*Your instructions*
Only the lines from the one with "Wildlife-tally tagging: find every instance of the market" to the last line belong in your answer; write them out exactly and drop the pictures.

*Listing*
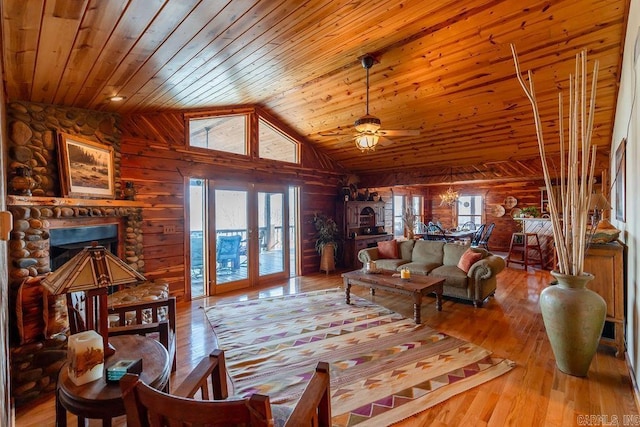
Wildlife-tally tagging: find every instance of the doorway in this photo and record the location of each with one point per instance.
(240, 235)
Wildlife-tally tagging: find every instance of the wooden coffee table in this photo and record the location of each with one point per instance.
(416, 286)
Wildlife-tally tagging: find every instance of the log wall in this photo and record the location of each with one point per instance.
(156, 158)
(527, 193)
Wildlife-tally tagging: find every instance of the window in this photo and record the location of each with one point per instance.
(470, 209)
(223, 133)
(418, 211)
(275, 145)
(398, 209)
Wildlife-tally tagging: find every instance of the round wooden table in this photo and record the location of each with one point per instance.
(100, 400)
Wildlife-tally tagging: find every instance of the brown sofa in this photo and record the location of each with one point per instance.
(437, 258)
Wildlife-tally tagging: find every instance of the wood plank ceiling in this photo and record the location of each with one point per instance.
(443, 67)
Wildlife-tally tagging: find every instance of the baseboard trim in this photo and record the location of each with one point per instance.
(636, 391)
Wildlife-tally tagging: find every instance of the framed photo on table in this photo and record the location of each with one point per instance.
(620, 179)
(86, 168)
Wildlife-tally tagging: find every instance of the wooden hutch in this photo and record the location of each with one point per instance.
(363, 228)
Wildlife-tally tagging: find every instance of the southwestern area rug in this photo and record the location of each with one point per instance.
(384, 368)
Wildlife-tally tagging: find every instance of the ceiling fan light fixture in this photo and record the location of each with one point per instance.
(367, 123)
(367, 141)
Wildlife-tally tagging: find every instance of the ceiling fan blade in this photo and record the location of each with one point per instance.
(345, 141)
(332, 133)
(383, 142)
(400, 132)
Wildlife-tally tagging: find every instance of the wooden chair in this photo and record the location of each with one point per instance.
(484, 241)
(146, 407)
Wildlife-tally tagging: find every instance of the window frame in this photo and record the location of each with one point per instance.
(480, 210)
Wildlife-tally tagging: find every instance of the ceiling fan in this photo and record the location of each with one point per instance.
(368, 133)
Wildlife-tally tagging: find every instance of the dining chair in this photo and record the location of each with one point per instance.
(484, 240)
(435, 232)
(469, 225)
(146, 407)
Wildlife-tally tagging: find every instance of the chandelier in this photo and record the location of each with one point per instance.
(449, 197)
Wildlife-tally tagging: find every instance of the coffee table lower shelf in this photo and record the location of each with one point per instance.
(416, 287)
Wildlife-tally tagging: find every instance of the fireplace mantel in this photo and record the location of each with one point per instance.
(65, 201)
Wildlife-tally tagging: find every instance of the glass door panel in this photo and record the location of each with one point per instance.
(240, 234)
(231, 226)
(270, 232)
(199, 273)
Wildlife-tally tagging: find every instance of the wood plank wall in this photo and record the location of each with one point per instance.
(157, 160)
(526, 192)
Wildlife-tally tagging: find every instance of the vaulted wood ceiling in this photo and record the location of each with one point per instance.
(443, 66)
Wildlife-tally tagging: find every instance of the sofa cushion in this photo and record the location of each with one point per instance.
(427, 251)
(388, 249)
(405, 249)
(467, 259)
(453, 276)
(389, 264)
(419, 267)
(453, 252)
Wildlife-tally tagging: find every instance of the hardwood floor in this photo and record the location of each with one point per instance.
(535, 393)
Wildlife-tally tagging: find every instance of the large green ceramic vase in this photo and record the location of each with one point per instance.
(573, 317)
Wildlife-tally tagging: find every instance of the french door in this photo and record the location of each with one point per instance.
(240, 234)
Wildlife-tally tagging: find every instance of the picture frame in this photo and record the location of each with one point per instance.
(86, 168)
(620, 180)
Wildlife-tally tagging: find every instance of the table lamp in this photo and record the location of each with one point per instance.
(93, 270)
(601, 230)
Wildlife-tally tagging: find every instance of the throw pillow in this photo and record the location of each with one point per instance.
(388, 249)
(467, 259)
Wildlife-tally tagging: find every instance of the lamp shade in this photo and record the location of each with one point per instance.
(367, 141)
(93, 267)
(598, 201)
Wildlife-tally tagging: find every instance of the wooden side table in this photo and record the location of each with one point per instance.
(606, 263)
(100, 400)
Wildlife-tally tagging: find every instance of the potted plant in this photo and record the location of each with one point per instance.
(573, 315)
(327, 238)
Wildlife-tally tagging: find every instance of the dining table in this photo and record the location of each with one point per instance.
(458, 235)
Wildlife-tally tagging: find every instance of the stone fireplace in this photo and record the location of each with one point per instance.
(47, 232)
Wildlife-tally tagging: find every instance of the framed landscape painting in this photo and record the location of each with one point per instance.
(86, 168)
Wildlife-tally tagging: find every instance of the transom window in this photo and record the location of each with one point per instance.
(275, 145)
(470, 209)
(223, 133)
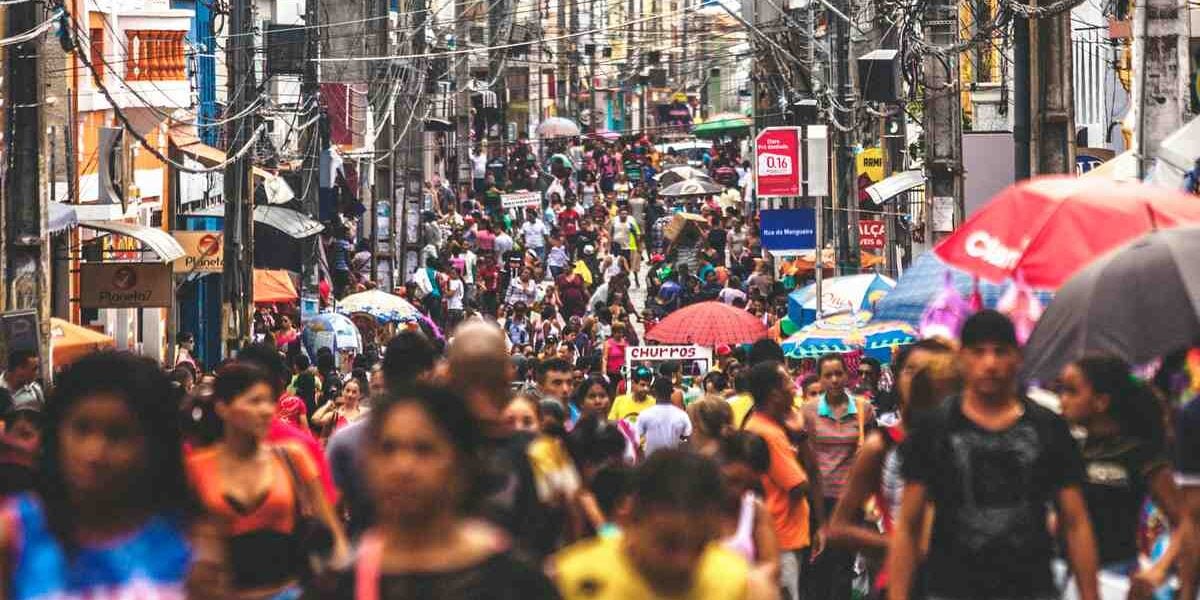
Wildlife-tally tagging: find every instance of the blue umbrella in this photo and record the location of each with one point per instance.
(921, 283)
(841, 294)
(331, 330)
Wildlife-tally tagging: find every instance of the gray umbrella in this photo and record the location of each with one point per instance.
(691, 187)
(1139, 301)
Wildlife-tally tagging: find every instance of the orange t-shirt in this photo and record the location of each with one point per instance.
(791, 517)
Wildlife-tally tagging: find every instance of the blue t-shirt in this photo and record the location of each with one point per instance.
(151, 562)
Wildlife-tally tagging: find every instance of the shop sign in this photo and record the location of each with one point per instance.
(873, 234)
(778, 162)
(125, 285)
(204, 252)
(521, 199)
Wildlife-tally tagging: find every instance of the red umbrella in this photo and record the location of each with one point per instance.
(708, 324)
(1049, 228)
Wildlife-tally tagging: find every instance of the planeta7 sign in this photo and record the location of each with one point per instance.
(778, 162)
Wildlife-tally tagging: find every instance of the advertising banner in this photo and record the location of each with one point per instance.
(125, 285)
(778, 162)
(873, 234)
(205, 252)
(521, 199)
(789, 229)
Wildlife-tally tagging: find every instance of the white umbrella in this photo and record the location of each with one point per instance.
(558, 127)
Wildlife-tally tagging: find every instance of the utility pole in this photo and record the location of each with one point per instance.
(1161, 40)
(312, 144)
(1051, 95)
(846, 213)
(943, 118)
(25, 257)
(462, 88)
(383, 89)
(239, 235)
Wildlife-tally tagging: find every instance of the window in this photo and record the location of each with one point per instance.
(96, 54)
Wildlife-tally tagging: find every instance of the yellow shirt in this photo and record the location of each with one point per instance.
(627, 407)
(598, 569)
(742, 403)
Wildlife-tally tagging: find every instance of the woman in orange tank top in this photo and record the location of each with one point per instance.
(257, 491)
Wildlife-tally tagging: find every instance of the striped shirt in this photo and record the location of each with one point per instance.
(837, 438)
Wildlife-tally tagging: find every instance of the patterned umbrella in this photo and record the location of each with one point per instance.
(677, 174)
(383, 306)
(691, 187)
(708, 324)
(923, 281)
(847, 333)
(557, 127)
(331, 330)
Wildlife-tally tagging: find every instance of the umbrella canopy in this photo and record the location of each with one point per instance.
(725, 124)
(677, 174)
(1138, 303)
(331, 330)
(708, 324)
(1048, 228)
(274, 287)
(557, 127)
(565, 161)
(383, 306)
(71, 342)
(691, 187)
(923, 281)
(839, 294)
(847, 333)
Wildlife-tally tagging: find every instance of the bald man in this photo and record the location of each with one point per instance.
(479, 369)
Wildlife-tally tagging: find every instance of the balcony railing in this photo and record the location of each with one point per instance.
(155, 55)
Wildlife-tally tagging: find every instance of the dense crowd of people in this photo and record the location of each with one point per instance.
(505, 449)
(439, 474)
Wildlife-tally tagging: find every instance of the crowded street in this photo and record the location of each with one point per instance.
(599, 300)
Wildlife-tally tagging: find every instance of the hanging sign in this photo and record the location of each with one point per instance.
(778, 162)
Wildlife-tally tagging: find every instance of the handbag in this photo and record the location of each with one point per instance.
(312, 538)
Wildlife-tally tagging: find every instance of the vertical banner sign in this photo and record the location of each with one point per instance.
(778, 162)
(873, 234)
(789, 229)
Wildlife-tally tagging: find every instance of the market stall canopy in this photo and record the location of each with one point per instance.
(71, 342)
(271, 286)
(895, 185)
(1176, 155)
(708, 324)
(725, 124)
(924, 279)
(161, 243)
(1138, 303)
(292, 222)
(1048, 228)
(691, 187)
(557, 127)
(61, 217)
(849, 293)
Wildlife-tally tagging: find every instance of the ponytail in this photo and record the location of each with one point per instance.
(1132, 403)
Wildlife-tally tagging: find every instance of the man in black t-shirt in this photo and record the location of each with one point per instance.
(991, 462)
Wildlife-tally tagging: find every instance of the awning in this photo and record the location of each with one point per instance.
(61, 217)
(161, 243)
(292, 222)
(274, 287)
(895, 185)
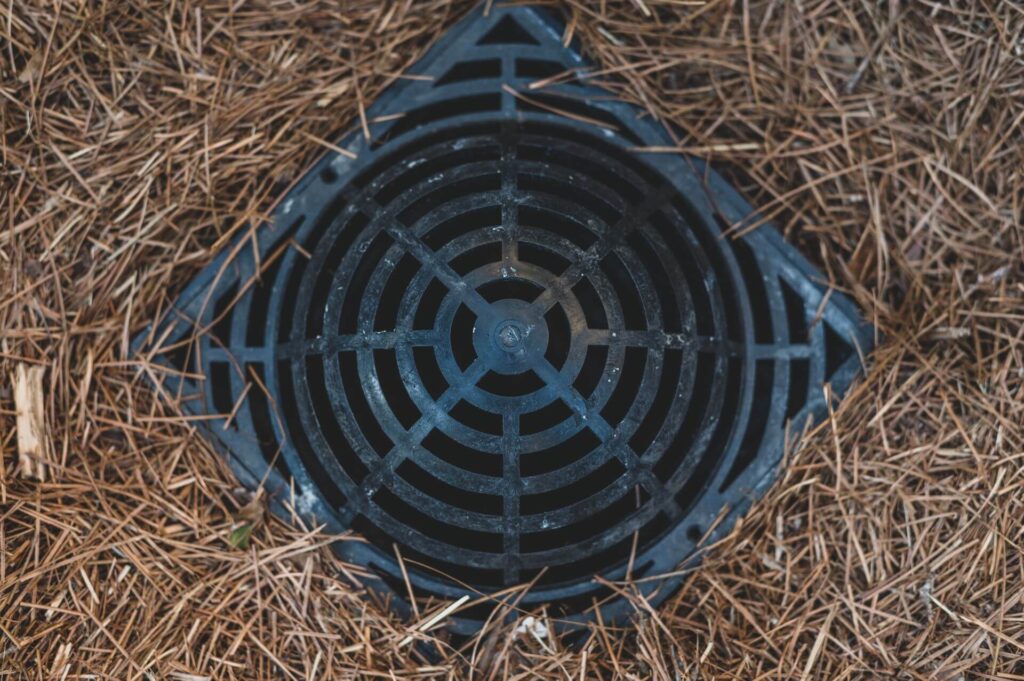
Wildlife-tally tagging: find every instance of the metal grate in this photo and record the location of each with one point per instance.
(505, 342)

*Task answer*
Wildlife-tally tagging: find every instance of the market stall canopy in this photo and record the location of each with one point per instance.
(71, 342)
(271, 286)
(895, 185)
(1176, 155)
(708, 324)
(725, 124)
(924, 279)
(161, 243)
(1138, 303)
(292, 222)
(1048, 228)
(691, 187)
(557, 127)
(61, 217)
(849, 293)
Wildlife-tally tagging: find every instance of the ponytail in this photo and record the location of each with one point per instance.
(1132, 403)
Wildlife-tally tagging: find every instance of the man in black t-shirt in this photo and record the location of each with one point per instance.
(991, 462)
Wildlife-tally tagging: find every instance of the awning in this photo and record the location of each with one point per instance.
(61, 217)
(161, 243)
(292, 222)
(274, 287)
(895, 185)
Wildlife-tally tagging: find every instance of the metal grate in this photo and record the location of each with one point per instance.
(505, 342)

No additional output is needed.